"""
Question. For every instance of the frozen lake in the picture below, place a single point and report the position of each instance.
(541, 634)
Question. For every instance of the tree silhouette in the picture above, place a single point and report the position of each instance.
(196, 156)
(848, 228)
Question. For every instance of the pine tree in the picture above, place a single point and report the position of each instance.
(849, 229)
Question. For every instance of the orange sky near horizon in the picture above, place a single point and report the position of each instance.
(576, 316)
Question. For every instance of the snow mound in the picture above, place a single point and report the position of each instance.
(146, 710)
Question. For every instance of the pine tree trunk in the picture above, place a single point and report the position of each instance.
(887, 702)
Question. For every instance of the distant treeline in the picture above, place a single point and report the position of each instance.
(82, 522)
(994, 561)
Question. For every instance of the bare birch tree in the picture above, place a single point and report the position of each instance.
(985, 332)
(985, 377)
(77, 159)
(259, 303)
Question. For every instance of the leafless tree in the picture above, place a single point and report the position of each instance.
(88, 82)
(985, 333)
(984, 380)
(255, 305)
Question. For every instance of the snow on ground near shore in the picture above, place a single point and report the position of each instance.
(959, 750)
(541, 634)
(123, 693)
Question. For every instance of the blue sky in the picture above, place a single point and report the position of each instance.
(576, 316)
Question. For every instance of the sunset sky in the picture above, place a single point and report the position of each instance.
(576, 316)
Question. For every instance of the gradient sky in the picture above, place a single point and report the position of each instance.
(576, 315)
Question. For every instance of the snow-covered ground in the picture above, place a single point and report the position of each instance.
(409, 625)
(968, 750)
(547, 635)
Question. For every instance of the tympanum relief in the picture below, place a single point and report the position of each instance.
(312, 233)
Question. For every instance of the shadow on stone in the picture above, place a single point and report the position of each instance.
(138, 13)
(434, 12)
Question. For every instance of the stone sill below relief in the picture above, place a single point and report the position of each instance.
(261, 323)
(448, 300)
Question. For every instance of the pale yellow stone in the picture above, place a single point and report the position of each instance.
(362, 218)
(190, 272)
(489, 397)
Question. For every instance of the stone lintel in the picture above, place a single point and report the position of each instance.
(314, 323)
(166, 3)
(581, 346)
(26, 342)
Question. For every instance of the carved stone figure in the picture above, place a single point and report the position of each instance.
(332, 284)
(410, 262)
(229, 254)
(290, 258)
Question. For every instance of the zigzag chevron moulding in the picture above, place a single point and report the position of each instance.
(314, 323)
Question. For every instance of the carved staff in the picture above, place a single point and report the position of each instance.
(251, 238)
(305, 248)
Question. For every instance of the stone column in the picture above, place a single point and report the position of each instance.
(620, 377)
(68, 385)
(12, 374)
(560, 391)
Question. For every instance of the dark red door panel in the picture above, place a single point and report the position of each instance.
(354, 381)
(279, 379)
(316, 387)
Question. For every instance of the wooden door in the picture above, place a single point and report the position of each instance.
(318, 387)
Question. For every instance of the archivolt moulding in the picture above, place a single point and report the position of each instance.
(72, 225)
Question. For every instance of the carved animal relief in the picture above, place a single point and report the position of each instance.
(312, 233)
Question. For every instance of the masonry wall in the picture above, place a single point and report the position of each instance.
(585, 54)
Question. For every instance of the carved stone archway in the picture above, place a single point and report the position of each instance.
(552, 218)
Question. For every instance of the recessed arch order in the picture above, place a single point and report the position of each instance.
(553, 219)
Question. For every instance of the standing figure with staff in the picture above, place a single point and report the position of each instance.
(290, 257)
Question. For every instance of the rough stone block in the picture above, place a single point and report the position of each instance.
"""
**Directions:** When you retype the entries above, keep every line identical to the source.

**Task solution:**
Question. For every instance of the frozen lake in the picture below, place a single point and report the position of each instance.
(541, 634)
Question. For every instance of the tree silhouette in the picture above, place a single point and report the position of each instance.
(196, 156)
(848, 228)
Question. For every instance of the pine tree in the picture above, place a single point and report the position of each instance.
(849, 229)
Question. For every instance of the orange sky near horizon in the picture above, place a single point and report the position of each instance.
(576, 316)
Question. For every instance of the snow mound in the picture above, place a single point and report the position of each instance.
(146, 710)
Question. For every instance of the pine tree trunk in the picture above, place a single point and report the position of each instance.
(887, 702)
Question. For every instance of the distant treeline in the picture above, place a single point and report the position of each instance.
(82, 522)
(994, 561)
Question. For every instance of the bare birch tree in the picture above, place a single point and report the position of each instance.
(985, 332)
(985, 377)
(77, 159)
(259, 303)
Question. For every instance of the leafless tree in the picture above, place a single point and report the position of each instance.
(88, 82)
(985, 333)
(984, 380)
(255, 305)
Question. For every instance of the snow on ground near shore in the picture above, place a single point and report the position of each instance.
(959, 750)
(541, 634)
(123, 693)
Question. For every instance of the blue sky in the picture above, place a single point and report the position of each instance.
(576, 316)
Question. For every instance of the sunset sky in the picture above, place a single point and report the position of each instance.
(576, 316)
Question. For every instance of the gradient sky in the picture above, place a single point and report the position of each instance.
(576, 315)
Question. For every instance of the snow-covered ground in the picture above, place a single point and report the position of each instance.
(409, 625)
(968, 750)
(547, 635)
Question. For every instance of the tympanum relief in the picture below, place a single point and report the position of each instance.
(312, 233)
Question. For every instance of the shadow on stone in the picture above, place a single point and report the position of each instance.
(138, 13)
(434, 12)
Question. For every instance of the stone sill below relief in the picture above, place a single point and report the position of each instance.
(261, 323)
(448, 300)
Question. For every instance of the pale yellow stone in the picture above, place a single point and report the position of each instance.
(362, 218)
(190, 272)
(489, 397)
Question. For every instance of the stone lintel in the picture above, place a single point and report the position of each instance.
(314, 323)
(166, 3)
(581, 346)
(26, 342)
Question. For every instance of the carved stone figure in the picture above, place a single point and report the position of each instance.
(332, 284)
(410, 262)
(229, 254)
(290, 258)
Question. For every instance of the zigzag chevron moulding in the picture above, place a single point and report the position of each instance.
(314, 323)
Question. For every instance of the carved staff in the picture above, place a single point and report the position of each instance.
(251, 238)
(305, 248)
Question. For every instance of the stone column in the picture above, place a single point and report the position of each instance.
(620, 377)
(68, 385)
(12, 374)
(560, 391)
Question. For every instance of the dark red door panel in the picture above, place a single point and report the position of each instance.
(354, 381)
(279, 379)
(316, 387)
Question. For every instance of the wooden door in the picture above, place a single point and report the position of each instance.
(318, 387)
Question. For every instance of the archivolt moulding in the picture above, place a single point and report the position of each instance.
(72, 225)
Question. For every instance of the carved animal relief in the picture above, place a single point and report the position of each instance.
(312, 233)
Question. For every instance of the masonry wall in the picture above, place a single point and report the position of each instance.
(585, 54)
Question. For every instance of the carved stone archway in the picture above, place a single point and report the position of each instance.
(552, 218)
Question. For every instance of the recessed arch order in the picture above, place a single point and report the position of each instance.
(553, 219)
Question. For every instance of the standing figure with staff in the picture above, place a single point and report the position of each instance.
(290, 257)
Question. For every instance of the rough stone block in the picture above, place a single point and report the position of each instance.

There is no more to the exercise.